►

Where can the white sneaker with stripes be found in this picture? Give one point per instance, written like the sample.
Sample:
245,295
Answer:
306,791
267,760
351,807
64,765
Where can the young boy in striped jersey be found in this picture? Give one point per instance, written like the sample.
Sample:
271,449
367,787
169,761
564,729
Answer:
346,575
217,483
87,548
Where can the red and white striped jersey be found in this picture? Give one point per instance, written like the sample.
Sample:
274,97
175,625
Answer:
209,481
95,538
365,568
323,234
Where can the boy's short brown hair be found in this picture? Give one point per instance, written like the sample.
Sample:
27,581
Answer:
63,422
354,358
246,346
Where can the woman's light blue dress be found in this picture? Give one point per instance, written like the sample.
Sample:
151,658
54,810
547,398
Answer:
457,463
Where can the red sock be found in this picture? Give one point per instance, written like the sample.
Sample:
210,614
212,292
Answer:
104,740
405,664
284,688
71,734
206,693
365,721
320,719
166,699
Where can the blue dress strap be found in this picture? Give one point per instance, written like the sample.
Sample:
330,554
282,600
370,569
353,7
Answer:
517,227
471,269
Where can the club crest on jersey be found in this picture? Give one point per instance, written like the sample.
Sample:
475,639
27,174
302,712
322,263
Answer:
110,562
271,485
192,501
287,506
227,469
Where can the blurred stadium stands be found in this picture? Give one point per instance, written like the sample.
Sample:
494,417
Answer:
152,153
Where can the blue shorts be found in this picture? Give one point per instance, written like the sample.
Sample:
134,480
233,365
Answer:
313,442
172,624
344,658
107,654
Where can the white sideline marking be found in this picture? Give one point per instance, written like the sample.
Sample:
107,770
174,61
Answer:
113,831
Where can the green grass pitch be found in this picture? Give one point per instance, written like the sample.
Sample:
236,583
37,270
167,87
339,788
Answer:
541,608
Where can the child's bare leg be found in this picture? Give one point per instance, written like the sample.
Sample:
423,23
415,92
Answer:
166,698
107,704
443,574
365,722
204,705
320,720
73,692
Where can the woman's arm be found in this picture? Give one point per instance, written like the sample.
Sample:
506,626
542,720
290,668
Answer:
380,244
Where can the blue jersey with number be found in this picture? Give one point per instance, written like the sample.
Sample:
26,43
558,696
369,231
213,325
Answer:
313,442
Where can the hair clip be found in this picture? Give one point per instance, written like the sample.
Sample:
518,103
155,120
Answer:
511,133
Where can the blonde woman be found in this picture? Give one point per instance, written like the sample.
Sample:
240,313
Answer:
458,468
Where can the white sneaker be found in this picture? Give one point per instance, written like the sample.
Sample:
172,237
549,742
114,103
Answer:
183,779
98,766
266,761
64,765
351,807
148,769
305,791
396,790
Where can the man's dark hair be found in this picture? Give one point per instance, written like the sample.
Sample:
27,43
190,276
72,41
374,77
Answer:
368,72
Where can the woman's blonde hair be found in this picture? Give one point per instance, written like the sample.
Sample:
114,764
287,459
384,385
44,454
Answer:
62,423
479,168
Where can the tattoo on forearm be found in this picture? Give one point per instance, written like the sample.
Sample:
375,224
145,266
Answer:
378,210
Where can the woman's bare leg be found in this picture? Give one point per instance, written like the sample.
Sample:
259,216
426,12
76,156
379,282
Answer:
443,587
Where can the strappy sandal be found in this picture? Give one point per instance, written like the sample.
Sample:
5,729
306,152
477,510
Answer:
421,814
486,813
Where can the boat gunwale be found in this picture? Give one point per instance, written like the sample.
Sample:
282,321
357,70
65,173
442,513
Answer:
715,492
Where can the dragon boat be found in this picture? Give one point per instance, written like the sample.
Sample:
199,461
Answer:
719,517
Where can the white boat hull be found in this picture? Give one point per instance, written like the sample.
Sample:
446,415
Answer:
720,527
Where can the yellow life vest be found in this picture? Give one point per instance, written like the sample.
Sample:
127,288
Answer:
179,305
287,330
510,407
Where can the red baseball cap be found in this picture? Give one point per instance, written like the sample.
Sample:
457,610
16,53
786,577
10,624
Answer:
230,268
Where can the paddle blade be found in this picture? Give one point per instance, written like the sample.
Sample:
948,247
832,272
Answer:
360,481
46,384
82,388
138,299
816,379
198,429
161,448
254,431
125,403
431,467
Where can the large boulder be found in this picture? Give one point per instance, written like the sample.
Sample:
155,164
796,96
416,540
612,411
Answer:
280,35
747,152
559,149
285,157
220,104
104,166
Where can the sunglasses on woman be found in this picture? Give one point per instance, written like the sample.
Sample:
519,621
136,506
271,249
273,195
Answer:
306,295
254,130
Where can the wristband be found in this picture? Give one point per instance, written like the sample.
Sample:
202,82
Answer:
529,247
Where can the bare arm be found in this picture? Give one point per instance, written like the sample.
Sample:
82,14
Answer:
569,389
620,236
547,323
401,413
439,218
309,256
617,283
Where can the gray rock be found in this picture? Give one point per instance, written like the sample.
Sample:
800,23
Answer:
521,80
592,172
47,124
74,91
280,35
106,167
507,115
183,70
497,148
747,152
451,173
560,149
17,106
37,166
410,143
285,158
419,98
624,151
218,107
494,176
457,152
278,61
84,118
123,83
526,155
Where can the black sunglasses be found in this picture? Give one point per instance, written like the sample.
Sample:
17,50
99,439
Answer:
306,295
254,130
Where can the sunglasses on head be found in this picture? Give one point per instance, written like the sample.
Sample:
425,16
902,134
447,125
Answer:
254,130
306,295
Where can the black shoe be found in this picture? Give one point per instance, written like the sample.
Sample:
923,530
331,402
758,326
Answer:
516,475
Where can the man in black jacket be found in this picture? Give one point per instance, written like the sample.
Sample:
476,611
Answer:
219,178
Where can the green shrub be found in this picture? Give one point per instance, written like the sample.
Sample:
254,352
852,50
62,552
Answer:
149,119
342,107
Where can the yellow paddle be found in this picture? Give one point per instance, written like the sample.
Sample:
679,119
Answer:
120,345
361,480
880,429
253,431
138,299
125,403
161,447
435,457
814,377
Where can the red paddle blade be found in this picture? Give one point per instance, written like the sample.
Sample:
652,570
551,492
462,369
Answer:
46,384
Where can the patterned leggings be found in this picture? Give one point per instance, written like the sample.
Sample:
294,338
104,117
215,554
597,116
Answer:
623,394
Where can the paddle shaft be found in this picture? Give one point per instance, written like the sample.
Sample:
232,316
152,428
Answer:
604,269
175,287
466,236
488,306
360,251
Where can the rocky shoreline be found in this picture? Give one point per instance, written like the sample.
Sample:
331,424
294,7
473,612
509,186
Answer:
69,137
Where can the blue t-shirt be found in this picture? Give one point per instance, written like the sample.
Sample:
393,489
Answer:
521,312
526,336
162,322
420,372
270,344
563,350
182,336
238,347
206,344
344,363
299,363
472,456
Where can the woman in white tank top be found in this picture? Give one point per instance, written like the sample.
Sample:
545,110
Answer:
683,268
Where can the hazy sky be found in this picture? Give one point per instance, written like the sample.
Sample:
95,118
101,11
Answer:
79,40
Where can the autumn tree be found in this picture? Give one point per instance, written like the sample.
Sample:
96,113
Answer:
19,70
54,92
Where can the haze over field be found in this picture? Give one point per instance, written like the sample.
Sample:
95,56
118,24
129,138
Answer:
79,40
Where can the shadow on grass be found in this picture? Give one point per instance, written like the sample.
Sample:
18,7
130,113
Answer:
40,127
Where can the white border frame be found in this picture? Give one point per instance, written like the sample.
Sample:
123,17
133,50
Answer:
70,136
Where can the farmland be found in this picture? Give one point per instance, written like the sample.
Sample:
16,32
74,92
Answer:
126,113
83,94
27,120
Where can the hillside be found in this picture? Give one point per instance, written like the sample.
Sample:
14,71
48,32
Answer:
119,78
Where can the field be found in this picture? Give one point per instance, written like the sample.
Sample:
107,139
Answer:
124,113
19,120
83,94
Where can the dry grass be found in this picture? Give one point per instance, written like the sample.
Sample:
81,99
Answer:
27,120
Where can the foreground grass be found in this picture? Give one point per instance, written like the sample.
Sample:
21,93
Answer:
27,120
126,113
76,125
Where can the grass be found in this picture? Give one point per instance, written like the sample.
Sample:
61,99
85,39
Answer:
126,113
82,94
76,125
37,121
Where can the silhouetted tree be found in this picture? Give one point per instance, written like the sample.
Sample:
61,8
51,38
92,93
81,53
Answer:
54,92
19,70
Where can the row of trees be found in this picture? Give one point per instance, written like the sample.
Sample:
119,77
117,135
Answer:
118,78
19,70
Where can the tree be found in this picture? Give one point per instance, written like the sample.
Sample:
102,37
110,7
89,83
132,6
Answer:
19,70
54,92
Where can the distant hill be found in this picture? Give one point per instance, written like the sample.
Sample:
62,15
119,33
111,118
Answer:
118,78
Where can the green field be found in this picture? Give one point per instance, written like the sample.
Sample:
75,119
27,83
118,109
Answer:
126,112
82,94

◄

The problem
Quote the listing above, but only from the line that shows "Where can the green grass" through the line that shows "Where can the white sneaker be".

Your solution
Where can the green grass pitch be found in this picture? Give one point per instance, written like the sample.
Sample:
236,583
37,270
167,87
339,788
Answer:
541,608
Where can the child's bare leg be found in this picture? Give one point per instance, written like the sample.
Sample:
423,23
415,92
Answer:
166,698
107,704
443,574
365,722
204,705
320,720
73,692
Where can the woman's arm be found in this picture? Give one point per instance, written like the sample.
Sample:
506,626
542,720
290,668
Answer:
380,244
Where can the blue jersey with number be found in this picture? Give one point per instance, written like the sample.
Sample:
26,43
558,696
369,231
213,325
Answer:
313,442
Where can the hair clip be found in this picture? Give one point per instance, written like the sample.
Sample:
518,103
155,120
Answer:
511,133
Where can the blonde woman be found in this picture? Give one point per instance, written like the sample.
Sample:
240,313
Answer:
458,468
Where can the white sneaker be found in this picture? Give one point per instance, written like the sample.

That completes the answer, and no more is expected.